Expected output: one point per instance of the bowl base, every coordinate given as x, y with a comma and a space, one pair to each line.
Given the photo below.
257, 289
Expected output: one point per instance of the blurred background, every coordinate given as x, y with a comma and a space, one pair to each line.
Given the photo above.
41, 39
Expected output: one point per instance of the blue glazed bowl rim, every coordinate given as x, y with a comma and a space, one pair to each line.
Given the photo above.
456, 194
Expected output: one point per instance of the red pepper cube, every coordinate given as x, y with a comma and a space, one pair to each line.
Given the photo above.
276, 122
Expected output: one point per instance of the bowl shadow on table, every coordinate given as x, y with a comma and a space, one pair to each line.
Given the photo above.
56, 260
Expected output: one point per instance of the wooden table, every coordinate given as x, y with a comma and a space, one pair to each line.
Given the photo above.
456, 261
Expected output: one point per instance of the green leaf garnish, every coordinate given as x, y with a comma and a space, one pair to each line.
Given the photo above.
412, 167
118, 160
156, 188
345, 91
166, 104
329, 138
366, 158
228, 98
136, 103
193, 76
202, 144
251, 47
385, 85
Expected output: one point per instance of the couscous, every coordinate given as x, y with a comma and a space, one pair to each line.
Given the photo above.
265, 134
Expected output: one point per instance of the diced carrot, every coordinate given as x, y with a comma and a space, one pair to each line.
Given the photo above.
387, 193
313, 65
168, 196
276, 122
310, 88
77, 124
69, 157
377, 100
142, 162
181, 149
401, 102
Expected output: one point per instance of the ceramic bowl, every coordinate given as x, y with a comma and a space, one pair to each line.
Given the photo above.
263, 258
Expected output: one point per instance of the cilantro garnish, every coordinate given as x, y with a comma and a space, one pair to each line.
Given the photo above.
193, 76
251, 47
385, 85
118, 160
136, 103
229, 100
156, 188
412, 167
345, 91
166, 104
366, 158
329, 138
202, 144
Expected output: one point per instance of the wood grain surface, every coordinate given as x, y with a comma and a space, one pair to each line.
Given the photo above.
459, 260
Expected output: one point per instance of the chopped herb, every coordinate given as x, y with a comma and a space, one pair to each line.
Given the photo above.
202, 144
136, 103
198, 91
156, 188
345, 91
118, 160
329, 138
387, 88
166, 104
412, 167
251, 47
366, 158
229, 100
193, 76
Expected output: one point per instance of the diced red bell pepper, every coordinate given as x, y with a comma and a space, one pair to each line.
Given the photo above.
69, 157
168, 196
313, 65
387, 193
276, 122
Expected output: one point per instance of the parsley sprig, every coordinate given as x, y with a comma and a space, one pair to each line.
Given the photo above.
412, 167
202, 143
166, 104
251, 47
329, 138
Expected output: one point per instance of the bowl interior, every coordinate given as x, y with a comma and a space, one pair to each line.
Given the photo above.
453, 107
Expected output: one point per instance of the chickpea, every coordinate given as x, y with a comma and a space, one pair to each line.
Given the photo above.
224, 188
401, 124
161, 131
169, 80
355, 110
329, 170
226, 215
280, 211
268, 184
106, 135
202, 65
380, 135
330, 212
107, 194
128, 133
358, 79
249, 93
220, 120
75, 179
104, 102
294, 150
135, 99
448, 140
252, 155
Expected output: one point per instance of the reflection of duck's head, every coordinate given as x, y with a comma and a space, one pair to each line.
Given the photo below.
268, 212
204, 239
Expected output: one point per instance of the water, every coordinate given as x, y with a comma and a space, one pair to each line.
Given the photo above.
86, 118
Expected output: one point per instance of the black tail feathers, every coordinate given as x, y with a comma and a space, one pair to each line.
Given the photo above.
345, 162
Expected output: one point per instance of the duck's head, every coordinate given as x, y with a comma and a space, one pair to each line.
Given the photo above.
^^^^^^^^
Copy each line of the data exactly, leaving nothing out.

- SOLUTION TO THIS TASK:
Expected output: one point per instance of the bowl base, every coordinate given as x, y with a comma and a space, one pair to each line.
Given the photo below.
257, 289
Expected output: one point per instance of the blurred background, every coordinate given as x, y with a comma and a space, one pair to each line.
Given the photo above.
41, 39
Expected output: one point per instance of the blue glazed bowl rim, every coordinate given as x, y with a comma and a space, one pair to each line.
Given the photo above.
456, 194
Expected output: one point per instance of the red pepper cube, every coordinate given as x, y with a comma and a space, one pair to each line.
Given the photo above.
276, 122
Expected output: one point per instance of the bowl shadow on table, every coordinate given as x, y with a comma and a space, one pair to each line.
Given the photo above.
56, 260
Expected output: one point per instance of the wooden table, every coordinate given as x, y with a comma and a space, one pair to each line.
Given the photo above.
456, 261
Expected output: one point per instance of the green leaf garnish, every coordinate given as x, y with a comma and a space, one pair to each line.
Given the photo above.
412, 167
118, 160
156, 188
345, 91
166, 104
329, 138
366, 158
228, 98
136, 103
193, 76
202, 144
251, 47
385, 85
Expected output: one point per instance of the couscous, every coordinate given as x, y with a comma and a space, one pair to each line.
Given the photo above.
265, 134
Expected output: one point per instance of the diced carrot, every coordinate given as x, y with a comma and a space, one pair to each line.
Given the photo above.
387, 193
313, 65
168, 196
276, 122
310, 88
77, 124
69, 157
377, 100
142, 162
181, 149
401, 102
Expected output: one point per instance of the ceramic bowl, every coordinate given as x, y with a comma and a space, one pair to each line.
Given the photo above.
263, 258
Expected output: one point per instance of the cilantro garnish, every coordinate given as x, y with a comma and a space, one pair to each line.
Given the photo above.
193, 76
251, 47
385, 85
118, 160
136, 103
229, 100
156, 188
412, 167
345, 91
166, 104
366, 158
329, 138
202, 144
Expected output: one point per instance of the wood grain surface, every coordinate given as x, y with a comma and a space, one pair to each line.
Given the photo above.
459, 260
Expected output: one point per instance of the chopped herb, every coordinate given as x, y with a comma and a space, one pair to each line.
Given the photo above.
202, 144
136, 103
198, 91
156, 188
345, 91
118, 160
329, 138
387, 88
166, 104
412, 167
251, 47
366, 158
229, 100
193, 76
Expected output: one point per instance of the diced red bell pepper, every coordinate given as x, y with a comma and a space, one pair to each line.
Given the photo above.
69, 157
168, 196
313, 65
387, 193
276, 122
Expected output: one point per instance of the parsley sprig, every coordinate given as x, y with a comma and a space, one pair to each line.
Given the photo above.
412, 167
202, 143
166, 104
251, 47
329, 138
Expected output: one point per instance of the bowl interior, every coordinate given as x, y with a comma and a space, one pair to each line.
Given the photo above.
453, 107
Expected output: one point per instance of the chickpea, every coordinate given as x, y with a comma and a space, one pair to each line.
Given the photo above.
224, 188
401, 124
161, 131
169, 80
355, 110
329, 170
226, 215
280, 211
268, 184
106, 135
202, 65
380, 135
330, 212
107, 194
128, 133
358, 79
249, 93
220, 120
75, 179
104, 102
294, 150
135, 99
448, 140
252, 155
Expected output: one point per instance of the reflection of duck's head, every coordinate given as x, y with a comma and a space, one pair to each line.
Given the photo below.
268, 212
204, 239
Expected output: one point per instance of the water, every coordinate given as x, y with a comma and a space, one pair to each line.
Given the photo above.
86, 118
Expected output: one point per instance of the black tail feathers, every coordinate given as x, y with a comma and a space, one pair to each line.
Given the photo above.
345, 162
Expected output: one point per instance of the duck's head, every coordinate given as x, y with a comma and a space, one pair to each line.
Given the photo above.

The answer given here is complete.